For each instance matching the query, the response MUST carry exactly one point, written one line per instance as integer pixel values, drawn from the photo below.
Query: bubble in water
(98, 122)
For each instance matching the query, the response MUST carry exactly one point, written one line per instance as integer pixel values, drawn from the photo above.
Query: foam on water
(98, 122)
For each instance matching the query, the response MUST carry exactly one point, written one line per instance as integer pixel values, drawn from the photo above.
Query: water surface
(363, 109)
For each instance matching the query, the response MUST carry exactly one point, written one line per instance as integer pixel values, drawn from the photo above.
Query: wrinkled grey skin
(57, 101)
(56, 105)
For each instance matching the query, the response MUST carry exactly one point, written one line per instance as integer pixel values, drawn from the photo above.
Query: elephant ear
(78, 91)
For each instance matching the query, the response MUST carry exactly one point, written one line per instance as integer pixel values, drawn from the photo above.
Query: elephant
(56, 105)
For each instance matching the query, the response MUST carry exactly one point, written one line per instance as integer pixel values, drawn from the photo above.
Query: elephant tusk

* * *

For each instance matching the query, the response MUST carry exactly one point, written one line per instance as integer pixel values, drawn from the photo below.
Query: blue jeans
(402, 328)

_What the task requires_: Pull out every line in the entries above that contains the word "water", matching case exactly.

_Response_:
Query: bubble in water
Query: foam on water
Query: water surface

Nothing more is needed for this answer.